[Directions]: Line by line, transcribe the listing below exactly.

[Stored data]:

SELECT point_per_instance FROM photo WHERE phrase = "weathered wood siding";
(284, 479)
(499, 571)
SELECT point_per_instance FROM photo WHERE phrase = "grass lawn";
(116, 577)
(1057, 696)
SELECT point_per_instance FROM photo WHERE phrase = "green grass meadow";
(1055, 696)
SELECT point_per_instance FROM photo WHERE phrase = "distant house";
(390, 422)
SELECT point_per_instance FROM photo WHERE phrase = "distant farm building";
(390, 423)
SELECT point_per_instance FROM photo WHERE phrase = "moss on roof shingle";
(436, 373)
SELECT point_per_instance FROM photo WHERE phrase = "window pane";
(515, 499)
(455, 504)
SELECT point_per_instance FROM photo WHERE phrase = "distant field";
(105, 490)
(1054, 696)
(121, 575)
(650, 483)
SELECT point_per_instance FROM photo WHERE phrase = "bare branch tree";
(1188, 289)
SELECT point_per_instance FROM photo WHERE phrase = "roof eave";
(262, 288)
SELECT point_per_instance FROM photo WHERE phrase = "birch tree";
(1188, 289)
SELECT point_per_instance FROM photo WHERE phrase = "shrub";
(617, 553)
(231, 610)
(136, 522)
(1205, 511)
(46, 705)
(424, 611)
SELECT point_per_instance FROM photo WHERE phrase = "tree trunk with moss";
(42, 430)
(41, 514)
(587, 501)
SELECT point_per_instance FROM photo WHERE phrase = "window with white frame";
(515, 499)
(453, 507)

[Answer]:
SELECT point_per_instance FROM photo WHERE phrase = "weathered wood siding";
(284, 479)
(499, 571)
SELECT point_per_instance FROM photo WHERE phrase = "grass lawn";
(116, 577)
(1057, 696)
SELECT point_per_instance FROM photo WHERE phrase = "green grass meadow";
(1055, 696)
SELECT point_per_instance FROM photo WHERE phrase = "distant house";
(390, 422)
SELECT point_per_instance FROM photo WHERE phrase = "distant farm building";
(390, 423)
SELECT point_per_instance FROM photo WHERE phrase = "moss on roof shingle";
(436, 373)
SELECT point_per_instance FROM photo WHERE phrase = "window pane";
(515, 499)
(455, 504)
SELECT point_per_instance FROM photo WHERE phrase = "distant field";
(105, 490)
(1054, 696)
(121, 575)
(650, 483)
SELECT point_per_instance FROM photo WHERE phrase = "bare branch tree";
(1188, 289)
SELECT point_per_instance FROM photo WHERE phrase = "roof eave";
(262, 288)
SELECT point_per_instance FROM photo WHERE phrase = "birch tree";
(1188, 289)
SELECT point_per_instance FROM photo WHERE phrase = "shrub";
(617, 553)
(231, 610)
(136, 522)
(1205, 511)
(46, 705)
(424, 611)
SELECT point_per_instance FROM photo WHERE phrase = "tree trunk with moss";
(42, 430)
(41, 514)
(587, 501)
SELECT point_per_instance FROM photo WHERE phrase = "window with white frame";
(515, 499)
(453, 507)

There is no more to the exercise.